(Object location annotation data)
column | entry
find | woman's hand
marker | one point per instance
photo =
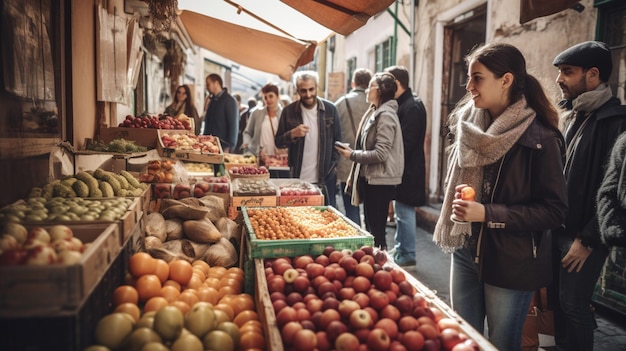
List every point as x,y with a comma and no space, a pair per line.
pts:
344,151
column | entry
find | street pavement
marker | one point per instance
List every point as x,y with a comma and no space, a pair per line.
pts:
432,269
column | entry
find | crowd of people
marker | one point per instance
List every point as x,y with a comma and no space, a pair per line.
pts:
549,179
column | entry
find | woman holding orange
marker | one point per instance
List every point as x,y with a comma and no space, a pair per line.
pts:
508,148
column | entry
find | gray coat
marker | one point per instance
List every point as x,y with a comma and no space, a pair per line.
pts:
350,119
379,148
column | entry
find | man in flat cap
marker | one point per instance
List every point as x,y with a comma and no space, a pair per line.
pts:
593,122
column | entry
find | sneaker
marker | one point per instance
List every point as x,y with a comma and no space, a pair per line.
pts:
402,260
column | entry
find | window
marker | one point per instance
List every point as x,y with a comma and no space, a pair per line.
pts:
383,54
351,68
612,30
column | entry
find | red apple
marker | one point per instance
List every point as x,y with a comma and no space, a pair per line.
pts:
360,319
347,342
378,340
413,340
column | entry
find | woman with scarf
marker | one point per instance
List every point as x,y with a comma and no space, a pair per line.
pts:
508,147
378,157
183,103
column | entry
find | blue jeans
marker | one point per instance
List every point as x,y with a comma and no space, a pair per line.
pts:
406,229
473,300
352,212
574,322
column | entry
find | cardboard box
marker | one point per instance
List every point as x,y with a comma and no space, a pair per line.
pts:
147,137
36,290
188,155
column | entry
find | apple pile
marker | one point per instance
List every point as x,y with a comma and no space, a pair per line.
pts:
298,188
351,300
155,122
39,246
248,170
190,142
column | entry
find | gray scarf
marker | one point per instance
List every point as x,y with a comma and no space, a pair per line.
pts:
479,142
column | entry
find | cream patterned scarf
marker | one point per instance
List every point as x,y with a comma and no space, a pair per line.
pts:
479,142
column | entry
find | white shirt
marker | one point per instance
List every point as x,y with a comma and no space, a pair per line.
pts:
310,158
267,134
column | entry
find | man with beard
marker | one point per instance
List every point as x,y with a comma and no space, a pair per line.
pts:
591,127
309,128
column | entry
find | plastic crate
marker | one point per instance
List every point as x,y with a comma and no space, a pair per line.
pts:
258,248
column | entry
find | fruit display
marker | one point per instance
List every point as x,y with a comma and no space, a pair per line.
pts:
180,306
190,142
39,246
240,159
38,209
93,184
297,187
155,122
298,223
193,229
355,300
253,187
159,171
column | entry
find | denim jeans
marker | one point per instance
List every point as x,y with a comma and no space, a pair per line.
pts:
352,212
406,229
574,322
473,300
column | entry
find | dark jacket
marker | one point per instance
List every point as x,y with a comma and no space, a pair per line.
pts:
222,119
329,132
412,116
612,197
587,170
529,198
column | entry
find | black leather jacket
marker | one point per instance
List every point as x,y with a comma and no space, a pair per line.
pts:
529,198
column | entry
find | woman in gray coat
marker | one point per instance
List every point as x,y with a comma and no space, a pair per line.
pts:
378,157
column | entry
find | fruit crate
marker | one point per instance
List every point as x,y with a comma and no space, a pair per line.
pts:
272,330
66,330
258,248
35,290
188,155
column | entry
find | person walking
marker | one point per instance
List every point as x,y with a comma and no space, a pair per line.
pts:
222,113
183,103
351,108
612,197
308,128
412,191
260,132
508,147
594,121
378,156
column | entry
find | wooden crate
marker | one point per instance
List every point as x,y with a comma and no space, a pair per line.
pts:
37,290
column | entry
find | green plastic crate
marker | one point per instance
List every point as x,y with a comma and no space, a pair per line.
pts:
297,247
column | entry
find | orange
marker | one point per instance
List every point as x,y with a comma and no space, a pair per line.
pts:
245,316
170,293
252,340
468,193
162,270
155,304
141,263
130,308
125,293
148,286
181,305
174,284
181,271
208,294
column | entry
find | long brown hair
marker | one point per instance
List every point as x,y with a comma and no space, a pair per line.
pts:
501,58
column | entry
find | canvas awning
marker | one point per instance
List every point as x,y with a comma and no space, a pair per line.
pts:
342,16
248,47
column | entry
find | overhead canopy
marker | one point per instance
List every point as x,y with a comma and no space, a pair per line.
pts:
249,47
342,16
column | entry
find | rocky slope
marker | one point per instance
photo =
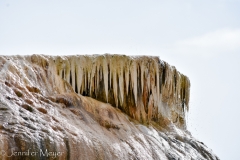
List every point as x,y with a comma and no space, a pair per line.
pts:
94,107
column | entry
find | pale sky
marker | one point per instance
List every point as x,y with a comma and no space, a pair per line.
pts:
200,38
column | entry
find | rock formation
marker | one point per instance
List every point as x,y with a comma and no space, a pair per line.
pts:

**Work to complete:** List every line of the items above that contains the word "plastic", matching case exactly.

**Exercise output:**
find | plastic crate
find | green plastic crate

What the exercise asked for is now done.